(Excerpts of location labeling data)
--------
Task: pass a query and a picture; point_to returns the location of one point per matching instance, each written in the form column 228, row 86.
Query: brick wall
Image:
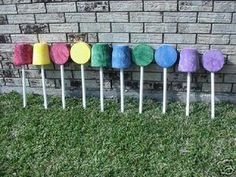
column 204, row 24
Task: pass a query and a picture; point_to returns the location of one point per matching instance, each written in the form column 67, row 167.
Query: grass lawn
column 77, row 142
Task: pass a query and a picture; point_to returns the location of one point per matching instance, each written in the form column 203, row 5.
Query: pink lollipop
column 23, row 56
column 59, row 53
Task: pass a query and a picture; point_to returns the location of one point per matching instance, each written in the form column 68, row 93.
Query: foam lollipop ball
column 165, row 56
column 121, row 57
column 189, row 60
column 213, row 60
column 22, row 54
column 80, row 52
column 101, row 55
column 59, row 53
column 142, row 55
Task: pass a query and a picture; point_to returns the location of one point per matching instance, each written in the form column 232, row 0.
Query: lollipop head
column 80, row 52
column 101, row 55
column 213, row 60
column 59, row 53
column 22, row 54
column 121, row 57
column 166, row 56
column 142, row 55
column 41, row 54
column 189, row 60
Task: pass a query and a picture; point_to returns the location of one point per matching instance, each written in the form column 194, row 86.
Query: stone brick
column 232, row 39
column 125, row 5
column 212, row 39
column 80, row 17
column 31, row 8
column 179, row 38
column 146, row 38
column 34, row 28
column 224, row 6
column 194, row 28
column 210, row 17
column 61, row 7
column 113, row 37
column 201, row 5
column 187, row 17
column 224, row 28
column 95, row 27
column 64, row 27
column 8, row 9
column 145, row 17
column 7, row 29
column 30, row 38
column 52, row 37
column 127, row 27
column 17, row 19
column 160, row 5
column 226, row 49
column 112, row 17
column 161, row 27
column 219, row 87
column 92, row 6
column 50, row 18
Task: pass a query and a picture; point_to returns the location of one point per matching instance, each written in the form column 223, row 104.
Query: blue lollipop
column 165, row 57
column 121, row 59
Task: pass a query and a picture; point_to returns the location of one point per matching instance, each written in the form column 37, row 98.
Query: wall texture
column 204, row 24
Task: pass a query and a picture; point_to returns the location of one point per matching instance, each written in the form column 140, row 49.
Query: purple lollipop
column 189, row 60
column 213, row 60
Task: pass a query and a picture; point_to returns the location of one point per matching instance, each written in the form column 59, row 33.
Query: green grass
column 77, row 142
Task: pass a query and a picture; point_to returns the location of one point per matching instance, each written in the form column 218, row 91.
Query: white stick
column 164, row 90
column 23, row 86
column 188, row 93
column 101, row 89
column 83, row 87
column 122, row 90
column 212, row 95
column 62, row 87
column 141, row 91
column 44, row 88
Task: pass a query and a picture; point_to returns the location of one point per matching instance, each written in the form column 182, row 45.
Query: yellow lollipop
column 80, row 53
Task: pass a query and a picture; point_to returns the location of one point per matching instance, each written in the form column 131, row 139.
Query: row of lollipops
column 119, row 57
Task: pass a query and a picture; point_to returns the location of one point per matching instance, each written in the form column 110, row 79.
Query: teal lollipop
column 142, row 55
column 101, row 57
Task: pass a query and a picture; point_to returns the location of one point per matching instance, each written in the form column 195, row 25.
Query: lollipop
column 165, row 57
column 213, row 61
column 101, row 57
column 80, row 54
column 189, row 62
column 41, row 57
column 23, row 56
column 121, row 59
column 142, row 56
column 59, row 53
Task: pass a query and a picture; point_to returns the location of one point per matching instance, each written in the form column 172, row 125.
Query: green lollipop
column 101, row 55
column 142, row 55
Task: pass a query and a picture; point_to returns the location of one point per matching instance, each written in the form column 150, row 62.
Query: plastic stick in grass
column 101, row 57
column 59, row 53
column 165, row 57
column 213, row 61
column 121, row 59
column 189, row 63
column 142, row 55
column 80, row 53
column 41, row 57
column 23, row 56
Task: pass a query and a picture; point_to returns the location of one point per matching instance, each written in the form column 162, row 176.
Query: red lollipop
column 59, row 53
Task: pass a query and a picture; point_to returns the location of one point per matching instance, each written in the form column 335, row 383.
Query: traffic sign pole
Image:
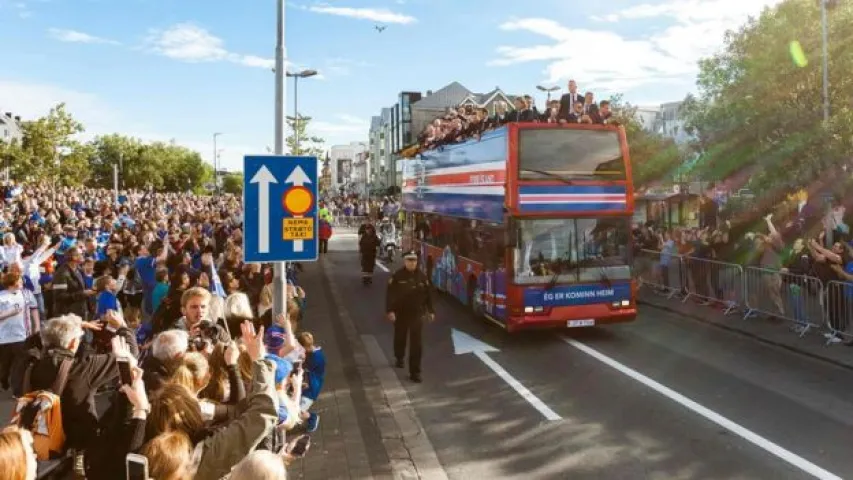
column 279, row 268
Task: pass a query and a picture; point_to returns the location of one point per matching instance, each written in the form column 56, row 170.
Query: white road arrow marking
--------
# PROBLEM DESCRIPTION
Copy out each line exactly, without the pictures.

# THE SOLUTION
Task: pass a query and a picture; point_to returns the location of one point per matching instance, each written in the form column 228, row 86.
Query: brick wall
Image:
column 204, row 24
Task: pass a query and a picture; point_to returns the location of one point per matching instance, each written in the form column 67, row 167.
Query: grass lawn
column 77, row 142
Task: pass a query and a picture; point_to returns the location of one point per matching instance, each written in the form column 203, row 5.
Query: pink lollipop
column 23, row 56
column 59, row 53
Task: pass a query and a picture; point_to returns the location of one point per matching instance, each written in the form column 68, row 93.
Query: foam lollipop ball
column 165, row 56
column 121, row 57
column 189, row 60
column 213, row 60
column 22, row 54
column 80, row 52
column 101, row 55
column 59, row 53
column 142, row 55
Task: pass a query and a picture; point_to returns the location of one point per matching instance, each written in the form column 232, row 0.
Query: lollipop head
column 80, row 52
column 101, row 55
column 213, row 60
column 59, row 53
column 22, row 54
column 121, row 57
column 166, row 56
column 142, row 55
column 41, row 54
column 189, row 60
Task: pass a query and a picture; point_to returns the location of one point per matching instance, each written in the form column 194, row 86.
Query: stone brick
column 232, row 39
column 125, row 5
column 212, row 39
column 80, row 17
column 31, row 8
column 179, row 38
column 146, row 38
column 34, row 28
column 224, row 6
column 194, row 28
column 210, row 17
column 61, row 7
column 113, row 37
column 201, row 5
column 187, row 17
column 224, row 28
column 95, row 27
column 64, row 27
column 8, row 9
column 145, row 17
column 7, row 29
column 30, row 38
column 52, row 37
column 127, row 27
column 17, row 19
column 160, row 5
column 226, row 49
column 112, row 17
column 161, row 27
column 219, row 87
column 92, row 6
column 50, row 18
Task: pass a query and a picture; point_to returns the location of one point per matching instance, each written in the form column 223, row 104.
Query: blue lollipop
column 165, row 57
column 121, row 59
Task: pass a query and a picture; point_to returns the location of one point per matching instance, each written in the form column 37, row 98.
Query: wall texture
column 204, row 24
Task: pass a query and a picture; point_to returns the location of one point per matching instance, each written in the form column 140, row 49.
Query: purple lollipop
column 189, row 60
column 213, row 60
Task: pass a query and a picture; point_to returns the location of one point per matching instance, each written in the form column 59, row 33.
Query: green grass
column 77, row 142
Task: pass a query and a picture; point_to returns the location of one point per matching instance, each written in the form column 218, row 91.
Query: white stick
column 164, row 90
column 23, row 86
column 188, row 93
column 101, row 89
column 83, row 87
column 122, row 90
column 212, row 95
column 62, row 87
column 141, row 91
column 44, row 88
Task: pass a query and a picture; point_to returns the location of one point per matching instance, each written in the form column 182, row 45.
Query: yellow lollipop
column 80, row 53
Task: pass a query and a picture; point_to returns the location of one point per matching instance, each written in the form column 131, row 139.
Query: row of lollipops
column 119, row 57
Task: pass a query and a picture; point_to returns the location of one point per matching instance, each written in the form column 110, row 79.
Query: teal lollipop
column 142, row 55
column 101, row 57
Task: pass a query and a picture; point_to returns the location of one point per matching instance, each written in the form column 195, row 25.
Query: lollipop
column 165, row 57
column 213, row 61
column 101, row 57
column 80, row 54
column 189, row 62
column 41, row 57
column 23, row 56
column 121, row 59
column 142, row 56
column 59, row 53
Task: pass a query and a picture; point_to returns the location of one point per matching instance, each written in the form column 172, row 125.
Query: green lollipop
column 101, row 55
column 142, row 55
Task: pass a query and a picture; point_to returns the location of one point per matching instance, each written in the form column 150, row 62.
Query: plastic stick in grass
column 101, row 57
column 59, row 53
column 165, row 57
column 213, row 61
column 121, row 59
column 189, row 63
column 142, row 55
column 80, row 53
column 41, row 57
column 23, row 56
Task: pass a query and a picture; point_to returns the location of one point per matching instance, each written in the form column 162, row 176.
Query: red lollipop
column 59, row 53
Task: pass a query and a picture; point_to returns the location of one point per matching instance, each written in the form column 335, row 383.
Query: traffic sign pole
Image:
column 279, row 268
Task: pass a query and a picture; point_to returns the location of one point per matching instance, each written in the form column 56, row 170.
Query: white road arrow marking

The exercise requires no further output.